Rewrite the data from its first line through the line containing "target: http://sekkei-y.com url", replacing "trace" with "draw" and keeping everything else unchanged. Leave the pictures out of your answer.
## Begin Dataset excerpts
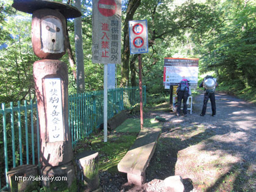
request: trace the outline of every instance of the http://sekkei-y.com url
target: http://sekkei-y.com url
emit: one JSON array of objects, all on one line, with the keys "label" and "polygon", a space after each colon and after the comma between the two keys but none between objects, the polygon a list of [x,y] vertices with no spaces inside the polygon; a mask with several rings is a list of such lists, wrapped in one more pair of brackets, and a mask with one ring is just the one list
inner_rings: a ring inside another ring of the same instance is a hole
[{"label": "http://sekkei-y.com url", "polygon": [[29,177],[26,176],[15,176],[15,180],[18,181],[41,181],[41,180],[49,180],[51,182],[53,181],[65,181],[67,180],[66,177],[48,177],[48,176],[29,176]]}]

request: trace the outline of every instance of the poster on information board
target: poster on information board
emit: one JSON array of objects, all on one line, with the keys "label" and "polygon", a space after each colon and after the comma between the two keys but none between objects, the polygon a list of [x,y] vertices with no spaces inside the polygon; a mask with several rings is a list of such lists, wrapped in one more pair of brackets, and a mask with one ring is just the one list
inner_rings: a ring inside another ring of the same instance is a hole
[{"label": "poster on information board", "polygon": [[163,84],[165,88],[177,85],[185,78],[190,81],[190,87],[196,88],[198,80],[199,59],[165,58]]}]

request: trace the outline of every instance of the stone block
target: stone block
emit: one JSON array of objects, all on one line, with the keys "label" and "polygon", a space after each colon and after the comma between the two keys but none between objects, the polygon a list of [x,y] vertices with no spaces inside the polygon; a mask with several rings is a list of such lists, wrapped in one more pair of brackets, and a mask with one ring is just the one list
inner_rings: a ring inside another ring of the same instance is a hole
[{"label": "stone block", "polygon": [[36,165],[23,165],[7,172],[10,191],[32,191],[37,190],[38,171]]},{"label": "stone block", "polygon": [[141,175],[135,175],[127,173],[127,180],[129,184],[141,186],[146,180],[146,174],[143,172]]},{"label": "stone block", "polygon": [[163,180],[165,188],[169,192],[184,191],[184,185],[182,183],[182,178],[180,176],[171,176]]},{"label": "stone block", "polygon": [[99,153],[84,151],[76,157],[77,173],[83,191],[96,190],[99,182]]},{"label": "stone block", "polygon": [[72,162],[57,166],[41,168],[41,184],[52,190],[69,189],[76,180],[75,169]]}]

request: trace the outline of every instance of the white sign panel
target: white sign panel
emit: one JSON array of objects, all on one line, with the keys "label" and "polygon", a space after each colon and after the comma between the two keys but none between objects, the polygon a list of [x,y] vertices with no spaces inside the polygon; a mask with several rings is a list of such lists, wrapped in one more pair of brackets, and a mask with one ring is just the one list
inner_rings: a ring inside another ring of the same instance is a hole
[{"label": "white sign panel", "polygon": [[93,1],[93,63],[121,63],[121,0]]},{"label": "white sign panel", "polygon": [[177,85],[182,79],[188,79],[191,88],[196,88],[198,78],[198,59],[165,58],[163,82]]},{"label": "white sign panel", "polygon": [[129,21],[130,54],[149,52],[147,20]]},{"label": "white sign panel", "polygon": [[60,79],[45,79],[44,88],[49,141],[62,141],[64,140],[64,130]]}]

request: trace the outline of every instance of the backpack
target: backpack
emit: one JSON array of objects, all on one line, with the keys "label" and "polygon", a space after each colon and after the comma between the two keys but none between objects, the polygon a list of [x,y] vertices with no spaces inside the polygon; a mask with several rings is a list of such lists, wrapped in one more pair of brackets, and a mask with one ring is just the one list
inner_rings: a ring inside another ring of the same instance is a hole
[{"label": "backpack", "polygon": [[179,84],[178,90],[179,91],[188,91],[190,90],[188,80],[187,80],[186,79],[182,79]]},{"label": "backpack", "polygon": [[215,91],[216,80],[212,76],[204,79],[204,87],[205,92],[208,93],[213,93]]}]

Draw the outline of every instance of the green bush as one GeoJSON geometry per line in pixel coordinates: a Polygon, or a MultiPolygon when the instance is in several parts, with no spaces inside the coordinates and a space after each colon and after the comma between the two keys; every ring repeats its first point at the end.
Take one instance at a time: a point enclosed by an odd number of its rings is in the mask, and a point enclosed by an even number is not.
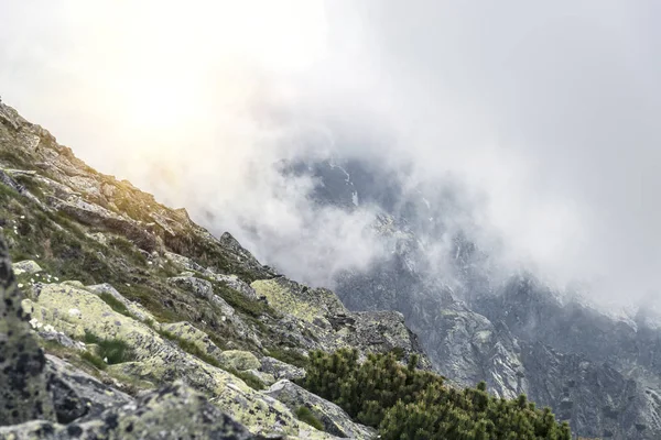
{"type": "Polygon", "coordinates": [[[283,350],[280,348],[269,348],[269,356],[290,365],[300,366],[301,369],[305,369],[308,361],[307,356],[295,350],[283,350]]]}
{"type": "Polygon", "coordinates": [[[214,288],[217,294],[227,301],[227,304],[246,315],[259,318],[264,314],[272,312],[272,309],[268,304],[260,300],[249,299],[240,292],[237,292],[225,285],[225,283],[215,283],[214,288]]]}
{"type": "Polygon", "coordinates": [[[199,360],[206,362],[209,365],[225,370],[226,372],[239,377],[249,387],[257,389],[257,391],[264,389],[263,382],[261,382],[260,378],[254,376],[252,373],[241,372],[231,366],[225,366],[225,365],[220,364],[220,362],[218,362],[218,360],[216,360],[213,356],[209,356],[207,353],[205,353],[203,350],[201,350],[197,345],[195,345],[195,343],[187,341],[183,338],[180,338],[170,331],[161,330],[161,331],[159,331],[159,334],[161,334],[165,339],[169,339],[169,340],[175,342],[180,346],[180,349],[182,349],[186,353],[192,354],[195,358],[198,358],[199,360]]]}
{"type": "Polygon", "coordinates": [[[316,430],[324,430],[324,424],[322,424],[306,406],[301,406],[299,409],[296,409],[296,418],[306,422],[316,430]]]}
{"type": "Polygon", "coordinates": [[[93,332],[85,332],[85,343],[96,344],[97,355],[107,362],[108,365],[121,364],[123,362],[131,362],[136,360],[136,353],[131,348],[121,339],[104,339],[94,334],[93,332]],[[106,361],[107,360],[107,361],[106,361]]]}
{"type": "Polygon", "coordinates": [[[571,440],[568,425],[557,424],[549,408],[535,409],[525,396],[513,400],[489,396],[486,384],[456,389],[443,377],[408,366],[395,354],[370,354],[358,362],[355,350],[314,352],[307,375],[310,392],[332,400],[357,421],[376,427],[382,439],[571,440]]]}
{"type": "Polygon", "coordinates": [[[104,362],[102,359],[88,351],[84,351],[83,354],[80,354],[80,359],[94,365],[98,370],[106,370],[106,366],[108,366],[108,364],[106,364],[106,362],[104,362]]]}
{"type": "Polygon", "coordinates": [[[129,309],[127,309],[127,306],[124,306],[124,304],[122,301],[120,301],[112,295],[110,295],[108,293],[102,293],[102,294],[99,294],[99,298],[101,298],[104,300],[104,302],[106,302],[108,306],[110,306],[112,308],[112,310],[117,311],[118,314],[128,316],[129,318],[133,317],[131,315],[131,312],[129,311],[129,309]]]}

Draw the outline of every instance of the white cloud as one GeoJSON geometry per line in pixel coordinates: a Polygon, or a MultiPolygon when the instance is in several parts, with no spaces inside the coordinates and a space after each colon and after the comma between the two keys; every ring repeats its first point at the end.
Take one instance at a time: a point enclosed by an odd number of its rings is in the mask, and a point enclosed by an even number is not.
{"type": "Polygon", "coordinates": [[[449,173],[511,260],[617,300],[661,267],[658,9],[2,2],[0,94],[93,166],[215,228],[253,224],[237,234],[294,276],[379,252],[362,213],[314,211],[311,183],[273,169],[314,139],[416,180],[449,173]]]}

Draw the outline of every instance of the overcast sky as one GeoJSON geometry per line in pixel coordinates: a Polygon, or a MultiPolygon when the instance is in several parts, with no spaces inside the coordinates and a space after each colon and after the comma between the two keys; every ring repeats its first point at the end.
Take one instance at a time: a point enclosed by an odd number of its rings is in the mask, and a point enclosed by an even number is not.
{"type": "Polygon", "coordinates": [[[269,165],[301,133],[380,139],[350,148],[451,173],[513,258],[619,301],[661,296],[659,24],[655,1],[0,0],[0,96],[219,228],[263,218],[248,244],[291,267],[307,255],[267,248],[376,251],[269,165]]]}

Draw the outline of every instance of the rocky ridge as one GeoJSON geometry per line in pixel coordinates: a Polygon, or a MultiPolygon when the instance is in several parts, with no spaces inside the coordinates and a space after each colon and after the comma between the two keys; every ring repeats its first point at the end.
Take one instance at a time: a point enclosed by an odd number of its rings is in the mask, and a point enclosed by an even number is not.
{"type": "Polygon", "coordinates": [[[0,438],[370,438],[286,382],[307,353],[431,367],[402,314],[286,279],[1,103],[0,227],[15,262],[0,262],[0,438]]]}
{"type": "Polygon", "coordinates": [[[486,381],[502,397],[523,393],[579,436],[661,437],[661,333],[649,311],[614,318],[524,272],[496,280],[489,255],[452,224],[462,210],[452,191],[404,188],[359,161],[290,168],[319,183],[315,204],[353,210],[358,199],[379,212],[373,232],[384,256],[336,276],[348,309],[402,312],[449,381],[486,381]],[[443,271],[427,255],[434,242],[447,243],[443,271]]]}

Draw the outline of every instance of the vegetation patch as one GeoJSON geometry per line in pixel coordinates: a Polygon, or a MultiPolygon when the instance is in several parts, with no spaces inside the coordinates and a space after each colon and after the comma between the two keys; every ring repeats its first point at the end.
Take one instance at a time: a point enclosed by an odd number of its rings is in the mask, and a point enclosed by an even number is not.
{"type": "Polygon", "coordinates": [[[295,350],[283,350],[281,348],[269,348],[269,356],[301,369],[306,369],[310,361],[307,356],[295,350]]]}
{"type": "Polygon", "coordinates": [[[112,310],[117,311],[118,314],[128,316],[129,318],[133,318],[133,315],[131,315],[131,312],[129,311],[127,306],[124,306],[124,304],[122,301],[120,301],[112,295],[104,292],[102,294],[99,294],[99,298],[101,298],[104,300],[104,302],[106,302],[108,306],[110,306],[112,308],[112,310]]]}
{"type": "Polygon", "coordinates": [[[106,362],[104,362],[101,358],[88,351],[84,351],[83,353],[80,353],[80,359],[98,370],[106,370],[106,366],[108,366],[108,364],[106,364],[106,362]]]}
{"type": "Polygon", "coordinates": [[[226,372],[239,377],[240,380],[242,380],[246,383],[246,385],[250,386],[251,388],[257,389],[257,391],[264,389],[263,382],[261,382],[261,380],[259,377],[254,376],[252,373],[241,372],[231,366],[225,366],[225,365],[220,364],[220,362],[218,362],[217,359],[205,353],[197,345],[195,345],[195,343],[187,341],[183,338],[180,338],[170,331],[161,330],[161,331],[159,331],[159,334],[161,334],[163,338],[169,339],[169,340],[173,341],[174,343],[176,343],[180,346],[180,349],[182,349],[186,353],[194,355],[195,358],[206,362],[209,365],[213,365],[220,370],[225,370],[226,372]]]}
{"type": "Polygon", "coordinates": [[[566,422],[560,425],[551,409],[537,409],[524,395],[496,398],[484,382],[476,388],[445,386],[442,376],[416,370],[416,358],[403,366],[393,353],[370,354],[359,363],[356,350],[318,351],[299,382],[378,428],[386,440],[571,440],[566,422]]]}
{"type": "Polygon", "coordinates": [[[214,283],[214,289],[237,311],[254,318],[259,318],[262,315],[274,314],[274,310],[267,302],[249,299],[246,295],[228,287],[225,283],[214,283]]]}
{"type": "Polygon", "coordinates": [[[104,339],[93,332],[86,331],[83,340],[88,344],[97,345],[96,355],[108,365],[121,364],[136,360],[133,350],[121,339],[104,339]]]}
{"type": "Polygon", "coordinates": [[[301,421],[306,422],[307,425],[310,425],[318,431],[324,430],[324,424],[322,424],[319,419],[317,419],[306,406],[300,406],[296,409],[296,418],[301,421]]]}

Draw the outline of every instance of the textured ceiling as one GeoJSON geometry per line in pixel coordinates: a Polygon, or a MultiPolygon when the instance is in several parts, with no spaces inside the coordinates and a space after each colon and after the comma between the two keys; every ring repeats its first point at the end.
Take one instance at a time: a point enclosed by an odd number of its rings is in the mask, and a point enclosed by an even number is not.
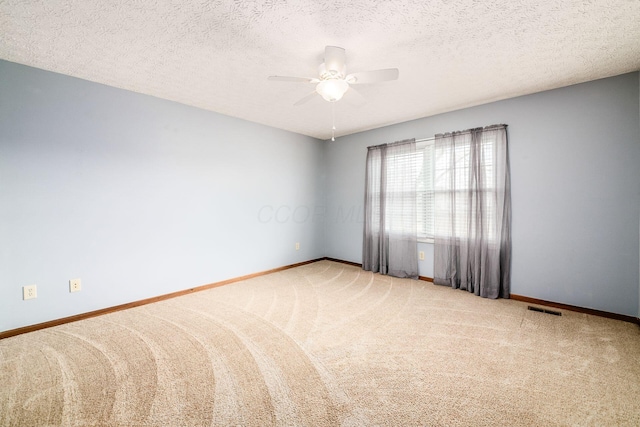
## End Dataset excerpts
> Full solution:
request: draw the outline of every instance of the http://sekkei-y.com url
target: http://sekkei-y.com url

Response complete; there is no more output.